Par Ahmed HADIDANE,
(comptable consultant, commissaire aux comptes et expert judiciaire en comptabilité)
L’enjeu est crucial pour les finances publiques tunisiennes. Attribuer le monopole des services fiscaux aux seuls conseils fiscaux, en excluant les professionnels comptables, aurait très probablement un impact négatif significatif sur les ressources fiscales de l’État dont :
Une réduction de la base de contribuables déclarants et risque d’évasion fiscale accru:
* Accessibilité et coût des services : Les professionnels comptables sont plus accessibles financièrement pour les petites et moyennes entreprises (PME) et les indépendants que les conseils fiscaux, dont les honoraires peuvent être plus élevés. En les éliminant, on risquerait de dissuader une partie importante de ces acteurs économiques de recourir à des professionnels pour leurs obligations fiscales. Cela pourrait entraîner une augmentation des déclarations incomplètes ou incorrectes, voire une incitation à l’évasion fiscale par manque d’accompagnement adéquat.
* Maillage territorial : Les professionnels comptables sont présents sur l’ensemble du territoire tunisien, y compris dans les régions éloignées. Les conseils fiscaux sont souvent concentrés dans les grands centres urbains. Limiter l’accès aux services fiscaux aux seuls conseils fiscaux créerait des zones blanches et rendrait plus difficile pour les entreprises locales de se conformer à la législation fiscale.

:: DONNÉES FOURNIES ::
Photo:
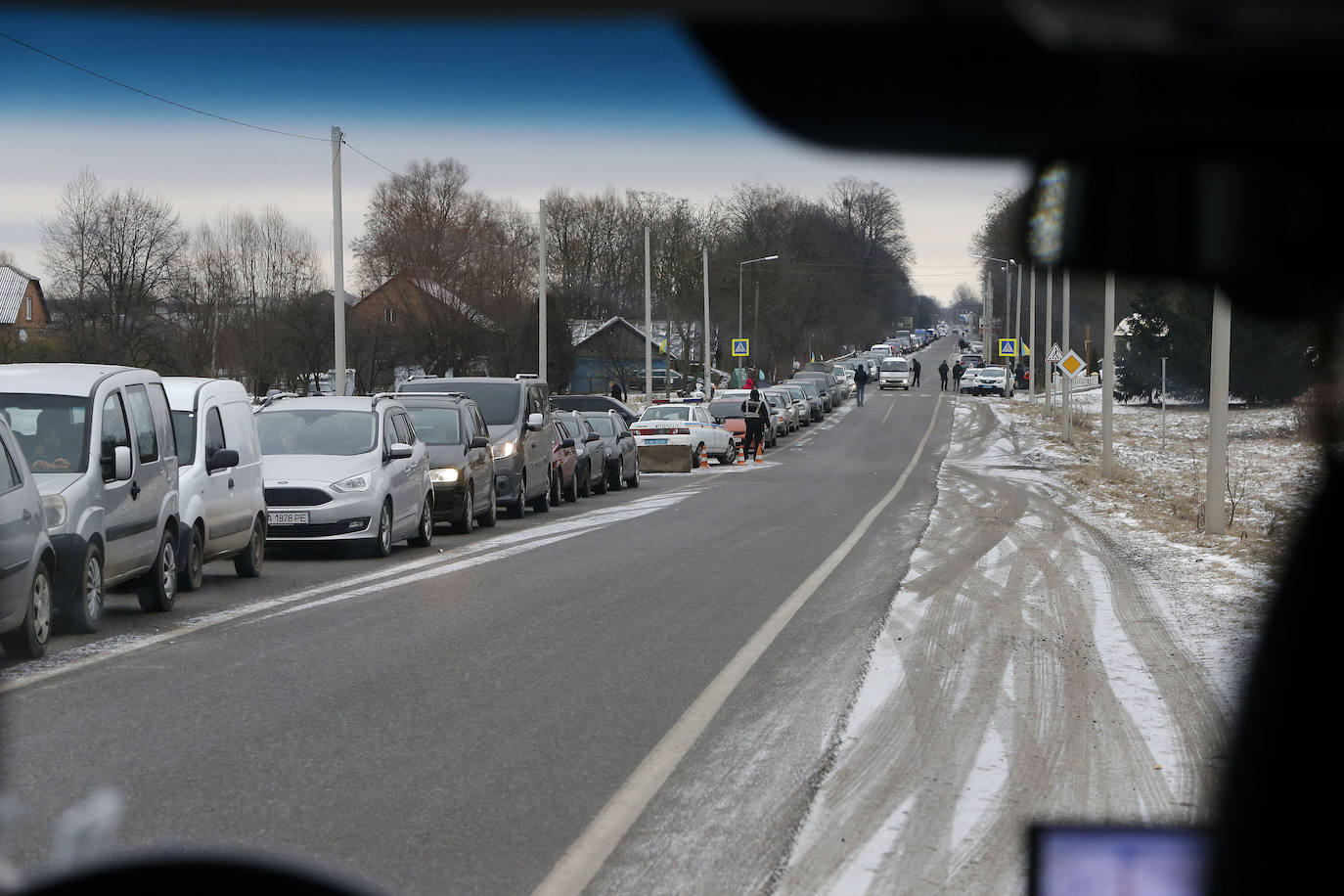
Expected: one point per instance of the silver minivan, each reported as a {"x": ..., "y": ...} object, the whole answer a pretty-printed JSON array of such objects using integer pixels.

:: CONSIGNES ::
[1] Résumez en deux phrases le texte sur le monopole des services fiscaux en Tunisie.
[2] Rédigez la suite du texte sur le monopole des services fiscaux en Tunisie, à partir de sa dernière phrase.

:: RÉPONSES ::
[1] Réserver le monopole des services fiscaux aux seuls conseils fiscaux, en excluant les professionnels comptables, aurait très probablement un impact négatif significatif sur les ressources fiscales de l'État tunisien, notamment par une réduction de la base de contribuables déclarants et un risque accru d'évasion fiscale. Les professionnels comptables sont en effet plus accessibles financièrement pour les PME et les indépendants et présents sur tout le territoire, alors que les conseils fiscaux, aux honoraires parfois plus élevés, sont souvent concentrés dans les grands centres urbains, ce qui créerait des zones blanches.

[2]
Une diminution de la qualité et de la fiabilité des informations fiscales:
* Expertise et expérience diversifiées : Les professionnels comptables possèdent une formation pluridisciplinaire en comptabilité, finance, droit des affaires et fiscalité. Les comptables, bien que leur champ d’intervention soit parfois plus restreint, ont une connaissance pratique approfondie des opérations courantes des entreprises. Éliminer ces professionnels priverait l’État d’une expertise et d’une expérience précieuse dans la préparation et la vérification des informations fiscales.
* Contrôle qualité et déontologie : Les professions comptables sont encadrées par des ordres professionnels qui garantissent un certain niveau de qualité et de déontologie. Bien que les conseils fiscaux soient également soumis à des règles, l’exclusion des professionnels comptables pourrait potentiellement affaiblir le système global de contrôle et de fiabilité des informations transmises à l’administration fiscale.
Une augmentation des coûts de l’administration fiscale et complexification du système :
* Surcharge de l’administration : Si moins de contribuables sont correctement accompagnés, l’administration fiscale devrait consacrer davantage de ressources au contrôle, à la rectification des erreurs et au recouvrement des impôts. Cela entraînerait une augmentation des coûts de fonctionnement et une possible saturation des services.
* Complexification pour les contribuables : Sans l’assistance des professionnels comptables, la complexité du système fiscal tunisien deviendrait un obstacle encore plus important pour de nombreux contribuables, augmentant le risque d’erreurs involontaires et de litiges avec l’administration.
Impact négatif sur l’attractivité économique et la transparence:
* Climat des affaires : Un système fiscal perçu comme difficile d’accès et peu transparent, en raison du manque d’intermédiaires compétents, pourrait nuire à l’attractivité de la Tunisie pour les investissements nationaux et étrangers.
* Transparence financière : La contribution des professionnels comptables à la tenue d’une comptabilité régulière et sincère est essentielle pour la transparence financière. Leur exclusion pourrait fragiliser cette transparence et favoriser des pratiques moins orthodoxes.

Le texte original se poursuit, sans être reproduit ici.